Task statement:
Exactly as shown, give the full listing again.

Record set:
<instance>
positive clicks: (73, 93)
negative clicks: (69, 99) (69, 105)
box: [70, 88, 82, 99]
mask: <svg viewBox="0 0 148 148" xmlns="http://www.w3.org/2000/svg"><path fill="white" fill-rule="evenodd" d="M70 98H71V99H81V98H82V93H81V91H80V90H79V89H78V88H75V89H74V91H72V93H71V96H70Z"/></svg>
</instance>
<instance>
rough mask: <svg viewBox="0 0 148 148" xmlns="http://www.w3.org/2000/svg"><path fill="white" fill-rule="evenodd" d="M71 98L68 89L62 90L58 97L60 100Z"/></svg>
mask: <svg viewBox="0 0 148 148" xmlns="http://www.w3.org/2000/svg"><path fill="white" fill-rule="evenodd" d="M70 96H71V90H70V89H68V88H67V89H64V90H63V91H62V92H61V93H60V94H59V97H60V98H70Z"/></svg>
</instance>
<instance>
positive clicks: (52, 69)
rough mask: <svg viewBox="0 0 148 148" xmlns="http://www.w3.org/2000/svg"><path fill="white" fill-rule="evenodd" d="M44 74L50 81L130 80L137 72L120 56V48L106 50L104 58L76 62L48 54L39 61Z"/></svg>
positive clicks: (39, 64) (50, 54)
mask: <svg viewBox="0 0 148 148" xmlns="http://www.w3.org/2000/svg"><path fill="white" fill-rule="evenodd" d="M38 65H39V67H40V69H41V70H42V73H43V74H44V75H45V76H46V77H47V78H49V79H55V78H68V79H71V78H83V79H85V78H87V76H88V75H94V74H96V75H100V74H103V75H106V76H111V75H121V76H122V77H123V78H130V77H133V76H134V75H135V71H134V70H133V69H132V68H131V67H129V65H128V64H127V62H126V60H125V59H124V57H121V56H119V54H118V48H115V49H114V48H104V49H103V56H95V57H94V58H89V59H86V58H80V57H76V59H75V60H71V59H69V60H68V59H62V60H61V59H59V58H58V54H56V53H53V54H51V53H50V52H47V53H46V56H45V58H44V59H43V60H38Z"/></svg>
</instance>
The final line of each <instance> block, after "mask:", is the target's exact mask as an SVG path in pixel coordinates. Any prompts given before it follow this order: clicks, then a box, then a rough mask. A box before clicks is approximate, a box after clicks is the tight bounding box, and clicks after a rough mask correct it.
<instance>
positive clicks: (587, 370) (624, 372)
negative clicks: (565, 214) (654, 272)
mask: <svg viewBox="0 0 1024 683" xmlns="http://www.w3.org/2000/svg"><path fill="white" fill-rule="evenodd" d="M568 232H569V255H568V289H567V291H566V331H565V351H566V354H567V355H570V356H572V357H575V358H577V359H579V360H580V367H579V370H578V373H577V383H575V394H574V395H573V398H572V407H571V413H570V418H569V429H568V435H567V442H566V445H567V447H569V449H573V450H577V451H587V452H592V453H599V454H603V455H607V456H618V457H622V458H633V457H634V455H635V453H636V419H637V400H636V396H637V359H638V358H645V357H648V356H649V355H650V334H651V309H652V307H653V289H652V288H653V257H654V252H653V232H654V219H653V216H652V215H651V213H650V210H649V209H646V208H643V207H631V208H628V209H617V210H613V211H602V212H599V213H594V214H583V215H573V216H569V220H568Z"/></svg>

Reply:
<instance>
positive clicks: (73, 93)
negative clicks: (69, 99) (69, 105)
box: [70, 88, 82, 99]
mask: <svg viewBox="0 0 148 148" xmlns="http://www.w3.org/2000/svg"><path fill="white" fill-rule="evenodd" d="M70 98H71V99H81V98H82V93H81V91H80V90H79V89H78V88H75V89H74V91H72V93H71V96H70Z"/></svg>
</instance>
<instance>
rough mask: <svg viewBox="0 0 148 148" xmlns="http://www.w3.org/2000/svg"><path fill="white" fill-rule="evenodd" d="M71 98L68 89L62 90L58 97L60 100Z"/></svg>
mask: <svg viewBox="0 0 148 148" xmlns="http://www.w3.org/2000/svg"><path fill="white" fill-rule="evenodd" d="M70 96H71V90H70V89H68V88H67V89H64V90H63V91H62V92H61V93H60V94H59V97H60V98H70Z"/></svg>
</instance>
<instance>
positive clicks: (52, 69)
rough mask: <svg viewBox="0 0 148 148" xmlns="http://www.w3.org/2000/svg"><path fill="white" fill-rule="evenodd" d="M44 74L50 81L130 80L137 72L120 56V48L106 50L104 58L76 62L48 54L39 61Z"/></svg>
positive clicks: (39, 64) (50, 54)
mask: <svg viewBox="0 0 148 148" xmlns="http://www.w3.org/2000/svg"><path fill="white" fill-rule="evenodd" d="M38 65H39V67H40V69H41V70H42V73H43V74H44V75H45V76H46V77H47V78H49V79H55V78H68V79H71V78H83V79H85V78H87V76H88V75H94V74H96V75H100V74H103V75H106V76H111V75H121V76H122V77H123V78H130V77H133V76H134V75H135V71H134V70H133V69H132V68H131V67H129V65H128V64H127V62H126V60H125V59H124V57H121V56H119V54H118V48H115V49H114V48H104V49H103V56H95V57H94V58H89V59H86V58H80V57H76V59H75V60H71V59H69V60H68V59H62V60H61V59H59V58H58V54H56V53H53V54H51V53H50V52H47V53H46V56H45V58H44V59H43V60H38Z"/></svg>
</instance>
The final line of each <instance> block, after "mask:", is the target's exact mask as an SVG path in pixel coordinates. Any prompts given before it follow this order: clicks, then a box, then a rough mask. A box before clicks is approximate, a box after clicks is the tight bounding box, and clicks after a rough mask correct it.
<instance>
positive clicks: (587, 370) (624, 372)
negative clicks: (565, 214) (654, 272)
mask: <svg viewBox="0 0 1024 683" xmlns="http://www.w3.org/2000/svg"><path fill="white" fill-rule="evenodd" d="M568 232H569V255H568V289H567V291H566V331H565V351H566V354H567V355H570V356H572V357H575V358H577V359H579V360H580V367H579V370H578V373H577V383H575V394H574V395H573V398H572V407H571V413H570V418H569V429H568V435H567V442H566V445H567V447H569V449H573V450H577V451H587V452H592V453H599V454H603V455H607V456H618V457H622V458H633V457H634V455H635V453H636V419H637V400H636V396H637V359H638V358H645V357H648V356H649V355H650V334H651V309H652V307H653V289H652V288H653V257H654V252H653V232H654V219H653V216H652V215H651V213H650V210H649V209H646V208H643V207H631V208H628V209H617V210H613V211H602V212H599V213H594V214H583V215H573V216H569V220H568Z"/></svg>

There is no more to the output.